Passage
────────

Thomas Harndin Crafts, 1855-1918

 

Headstone GPS Coordinates: 

Birth: 06 November 1855, Alexander, Washington County, Maine

Death: December 1918, likely in Crosby, Kitsap County, Washington

Relatives in Seabeck Cemetery: Mary H. Crafts née Johnson

American Revolutionary War Patriots*: Captain Samuel Crafts (Massachusetts),

Samuel Pratt (Massachusetts), Reuben John Packard (Massachusetts.) 

Disclaimer: These lines have not been officially proven by NSDAR standards.

Thomas Harndin Crafts was born on November 6, 1855, in Alexander, Washington County, Maine, to Hiram A. Crafts and Esther L. Spearin. He was the eldest of their eight children. Both sides of Thomas’s family descended from early New England settlers, tracing lineage back to Mayflower passengers Francis Cooke and Isaac Allerton.

────────

To do
Translate this sentence from the passage on Thomas Harndin Crafts into Spanish: "He was the eldest of their eight children."

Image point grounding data

────────

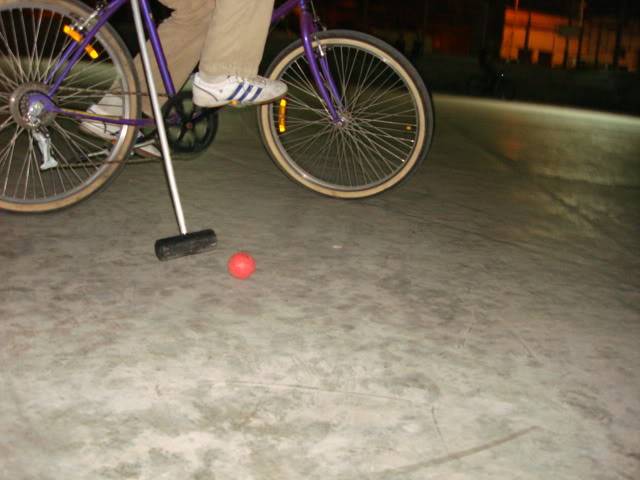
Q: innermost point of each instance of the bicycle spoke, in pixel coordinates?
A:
(39, 173)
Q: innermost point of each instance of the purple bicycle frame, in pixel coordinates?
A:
(71, 56)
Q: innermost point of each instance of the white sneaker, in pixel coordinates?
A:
(236, 91)
(108, 131)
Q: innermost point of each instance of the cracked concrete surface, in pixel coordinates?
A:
(480, 322)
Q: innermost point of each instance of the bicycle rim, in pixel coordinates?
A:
(32, 40)
(386, 132)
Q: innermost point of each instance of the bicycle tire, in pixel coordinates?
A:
(95, 163)
(294, 166)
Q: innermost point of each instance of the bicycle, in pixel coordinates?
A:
(357, 119)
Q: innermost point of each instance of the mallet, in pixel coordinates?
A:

────────

Task solution
Era el mayor de sus ocho hijos.